(WHAT IS ASKED):
Shift every coordinate in the answers by adding 60 to each number, then write out all of these lines again, requests included.

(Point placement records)

%%

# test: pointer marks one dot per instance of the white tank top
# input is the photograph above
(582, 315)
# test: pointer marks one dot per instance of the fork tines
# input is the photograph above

%%

(SOLUTION FOR THIS EXERCISE):
# test: pointer marks one dot per instance of the white tank top
# input is the photograph above
(642, 375)
# test: pointer marks one dot per instance of the fork tines
# input is the photograph above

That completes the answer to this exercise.